-- start of Data supplied --
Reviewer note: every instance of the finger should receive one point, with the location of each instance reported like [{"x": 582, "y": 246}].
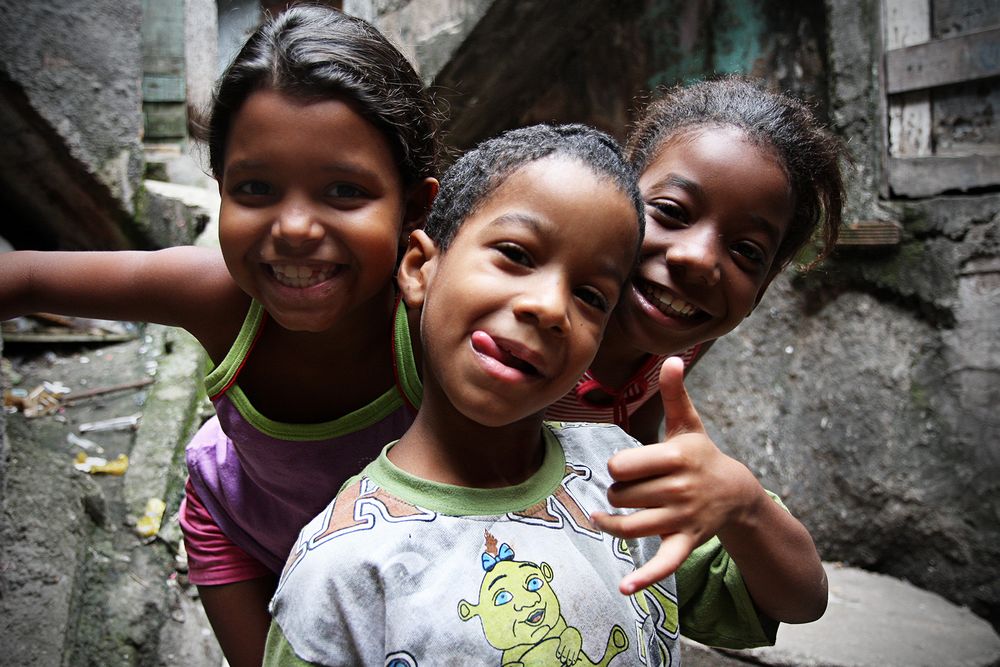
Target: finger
[
  {"x": 656, "y": 460},
  {"x": 678, "y": 411},
  {"x": 644, "y": 523},
  {"x": 662, "y": 491},
  {"x": 672, "y": 552}
]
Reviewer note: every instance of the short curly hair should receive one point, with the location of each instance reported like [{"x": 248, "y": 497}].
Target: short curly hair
[{"x": 479, "y": 172}]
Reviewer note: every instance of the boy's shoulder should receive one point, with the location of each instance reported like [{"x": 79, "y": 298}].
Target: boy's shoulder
[{"x": 590, "y": 440}]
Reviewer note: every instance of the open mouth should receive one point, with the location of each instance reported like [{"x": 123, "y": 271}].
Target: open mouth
[
  {"x": 483, "y": 343},
  {"x": 301, "y": 276},
  {"x": 667, "y": 303}
]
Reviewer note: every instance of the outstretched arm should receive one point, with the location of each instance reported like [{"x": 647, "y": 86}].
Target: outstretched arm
[
  {"x": 185, "y": 286},
  {"x": 687, "y": 490}
]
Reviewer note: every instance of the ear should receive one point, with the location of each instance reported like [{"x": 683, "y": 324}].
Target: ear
[
  {"x": 417, "y": 268},
  {"x": 763, "y": 288},
  {"x": 418, "y": 205},
  {"x": 466, "y": 611}
]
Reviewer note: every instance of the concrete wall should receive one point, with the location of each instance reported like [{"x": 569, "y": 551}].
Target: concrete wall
[{"x": 71, "y": 104}]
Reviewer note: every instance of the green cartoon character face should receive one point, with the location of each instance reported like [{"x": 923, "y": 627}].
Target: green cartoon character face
[
  {"x": 521, "y": 615},
  {"x": 516, "y": 604}
]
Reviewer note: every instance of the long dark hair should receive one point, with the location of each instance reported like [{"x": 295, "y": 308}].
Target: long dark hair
[{"x": 315, "y": 53}]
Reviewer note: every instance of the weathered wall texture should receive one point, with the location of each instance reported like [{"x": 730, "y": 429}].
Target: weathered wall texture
[
  {"x": 866, "y": 392},
  {"x": 71, "y": 105}
]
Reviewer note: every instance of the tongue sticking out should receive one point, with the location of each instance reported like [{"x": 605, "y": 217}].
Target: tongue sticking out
[{"x": 484, "y": 344}]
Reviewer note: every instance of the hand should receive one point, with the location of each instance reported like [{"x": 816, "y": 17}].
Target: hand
[{"x": 686, "y": 490}]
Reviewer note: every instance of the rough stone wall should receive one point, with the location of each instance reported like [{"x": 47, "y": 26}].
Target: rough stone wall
[
  {"x": 866, "y": 393},
  {"x": 77, "y": 64}
]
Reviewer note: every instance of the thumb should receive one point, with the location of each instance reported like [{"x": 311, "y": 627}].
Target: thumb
[{"x": 678, "y": 411}]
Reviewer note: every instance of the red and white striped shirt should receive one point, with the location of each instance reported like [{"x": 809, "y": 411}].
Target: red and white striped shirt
[{"x": 643, "y": 385}]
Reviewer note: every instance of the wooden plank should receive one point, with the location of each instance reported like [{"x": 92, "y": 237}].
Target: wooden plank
[
  {"x": 928, "y": 176},
  {"x": 908, "y": 22},
  {"x": 163, "y": 88},
  {"x": 940, "y": 62},
  {"x": 164, "y": 120},
  {"x": 870, "y": 233}
]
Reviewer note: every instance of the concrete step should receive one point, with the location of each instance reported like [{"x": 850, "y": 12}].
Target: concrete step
[{"x": 872, "y": 621}]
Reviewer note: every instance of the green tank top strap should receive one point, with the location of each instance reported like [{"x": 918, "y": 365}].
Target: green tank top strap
[
  {"x": 224, "y": 375},
  {"x": 403, "y": 363}
]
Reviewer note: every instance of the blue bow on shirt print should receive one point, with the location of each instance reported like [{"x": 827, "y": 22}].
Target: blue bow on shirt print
[{"x": 504, "y": 553}]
-- end of Data supplied --
◆ Given exercise ◆
Starting with the line that contains "Reviewer note: every instance of the rough", repeat each line through the last one exactly as it appears. Include both ends and nothing more.

◆ Exercise response ◆
Reviewer note: every instance of the rough stone wall should receive one point, with the location of each instance reported like [{"x": 47, "y": 26}].
Target: rough stone wall
[
  {"x": 866, "y": 393},
  {"x": 77, "y": 64}
]
Reviewer note: every instance of the thumb should receive one point, with the location of each instance reported like [{"x": 311, "y": 627}].
Target: thumb
[{"x": 678, "y": 411}]
Reviewer note: every instance of the red and white striped shirt should receive one point, with the location of each instance reported like [{"x": 809, "y": 411}].
Target: red and white striped shirt
[{"x": 643, "y": 385}]
Reviewer note: every instance of the wooden plank should receive one point, with the location of each instance reported like [{"x": 92, "y": 237}].
Target: wooden plank
[
  {"x": 928, "y": 176},
  {"x": 908, "y": 22},
  {"x": 163, "y": 88},
  {"x": 940, "y": 62},
  {"x": 164, "y": 120},
  {"x": 870, "y": 233}
]
Reviewer note: every instance of the concrete step should receive one point, with the location of each instance reported like [{"x": 850, "y": 12}].
Target: concrete step
[{"x": 872, "y": 621}]
Reviewer note: every instance of the green tank top strap should receive one point, with the location of each instance reported like [{"x": 918, "y": 365}].
Target: green tank top strap
[
  {"x": 224, "y": 375},
  {"x": 403, "y": 363}
]
Reviewer note: every instance of the blue bow on shirt print should receive one point, with the location of each instance reported like [{"x": 827, "y": 22}].
Target: blue bow on shirt print
[{"x": 504, "y": 553}]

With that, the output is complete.